LISTED RECORDS:
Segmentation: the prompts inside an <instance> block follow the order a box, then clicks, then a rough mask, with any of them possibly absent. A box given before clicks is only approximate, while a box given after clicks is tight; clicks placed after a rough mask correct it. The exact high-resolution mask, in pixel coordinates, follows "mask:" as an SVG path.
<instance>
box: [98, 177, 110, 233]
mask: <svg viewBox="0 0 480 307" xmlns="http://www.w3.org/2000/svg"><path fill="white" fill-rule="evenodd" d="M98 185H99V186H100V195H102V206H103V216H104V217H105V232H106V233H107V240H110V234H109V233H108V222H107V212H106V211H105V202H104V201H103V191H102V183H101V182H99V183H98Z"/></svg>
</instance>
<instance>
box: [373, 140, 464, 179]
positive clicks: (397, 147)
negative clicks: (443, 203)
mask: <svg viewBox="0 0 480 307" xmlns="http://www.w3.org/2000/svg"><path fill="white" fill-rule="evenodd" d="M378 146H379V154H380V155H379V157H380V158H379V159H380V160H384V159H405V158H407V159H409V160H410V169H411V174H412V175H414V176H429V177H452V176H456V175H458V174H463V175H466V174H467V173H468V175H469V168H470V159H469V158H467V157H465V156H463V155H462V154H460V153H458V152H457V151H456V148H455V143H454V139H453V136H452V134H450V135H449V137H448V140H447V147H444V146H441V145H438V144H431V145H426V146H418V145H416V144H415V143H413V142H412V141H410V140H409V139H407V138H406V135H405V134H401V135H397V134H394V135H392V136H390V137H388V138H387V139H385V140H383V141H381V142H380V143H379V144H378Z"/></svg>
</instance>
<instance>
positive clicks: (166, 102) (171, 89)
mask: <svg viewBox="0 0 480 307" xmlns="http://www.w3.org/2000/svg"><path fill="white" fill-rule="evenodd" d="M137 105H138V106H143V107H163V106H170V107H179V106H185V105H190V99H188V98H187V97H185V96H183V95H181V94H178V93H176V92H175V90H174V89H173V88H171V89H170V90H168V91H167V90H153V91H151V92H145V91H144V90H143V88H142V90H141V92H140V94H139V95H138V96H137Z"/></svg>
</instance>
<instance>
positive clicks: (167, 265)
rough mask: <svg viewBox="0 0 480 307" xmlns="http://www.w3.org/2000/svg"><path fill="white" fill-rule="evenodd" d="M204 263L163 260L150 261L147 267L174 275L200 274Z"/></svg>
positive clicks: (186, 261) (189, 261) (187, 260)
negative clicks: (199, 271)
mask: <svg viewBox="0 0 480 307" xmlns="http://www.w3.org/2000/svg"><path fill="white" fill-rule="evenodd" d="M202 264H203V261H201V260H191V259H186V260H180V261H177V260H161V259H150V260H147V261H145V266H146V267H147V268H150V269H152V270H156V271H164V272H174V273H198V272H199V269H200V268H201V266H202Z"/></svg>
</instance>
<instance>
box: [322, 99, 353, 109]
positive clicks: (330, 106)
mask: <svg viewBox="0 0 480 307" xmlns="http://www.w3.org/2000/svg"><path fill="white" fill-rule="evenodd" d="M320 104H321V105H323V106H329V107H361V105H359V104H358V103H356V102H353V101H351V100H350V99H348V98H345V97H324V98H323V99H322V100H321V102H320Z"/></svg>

PROBLEM: Find every line above that contains the word "rough", and return each one.

FINISHED EXERCISE:
Segmentation: the prompts inside an <instance> block follow the order a box, then clicks, then a rough mask, with any of them possibly absent. A box given before clicks is only approximate, while a box given after clicks is tight; clicks placed after a rough mask correct it. The exact high-resolution mask, in pixel coordinates, follows "mask:" as an SVG path.
rough mask: <svg viewBox="0 0 480 307" xmlns="http://www.w3.org/2000/svg"><path fill="white" fill-rule="evenodd" d="M204 263L163 260L150 261L147 267L174 275L200 274Z"/></svg>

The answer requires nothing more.